* MATERIAL FOR THIS EXERCISE

◆ ◆ ◆

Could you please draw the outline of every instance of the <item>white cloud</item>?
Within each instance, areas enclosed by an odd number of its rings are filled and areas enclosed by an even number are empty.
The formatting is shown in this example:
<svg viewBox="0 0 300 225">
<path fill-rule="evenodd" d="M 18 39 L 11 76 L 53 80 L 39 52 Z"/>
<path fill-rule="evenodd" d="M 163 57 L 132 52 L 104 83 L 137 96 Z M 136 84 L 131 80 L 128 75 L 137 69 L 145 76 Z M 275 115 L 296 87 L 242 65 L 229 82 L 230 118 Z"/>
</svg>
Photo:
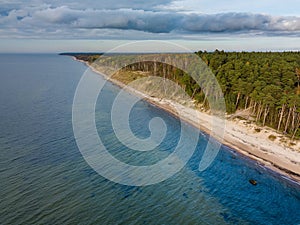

◆ ◆ ◆

* BRIEF
When a line in the listing has the word "path", return that line.

* RESULT FOR THIS TASK
<path fill-rule="evenodd" d="M 18 39 L 11 76 L 53 80 L 39 52 Z"/>
<path fill-rule="evenodd" d="M 163 57 L 132 52 L 104 83 L 137 96 Z M 136 84 L 131 80 L 128 75 L 137 69 L 145 76 Z M 275 115 L 296 87 L 242 65 L 229 82 L 230 118 Z"/>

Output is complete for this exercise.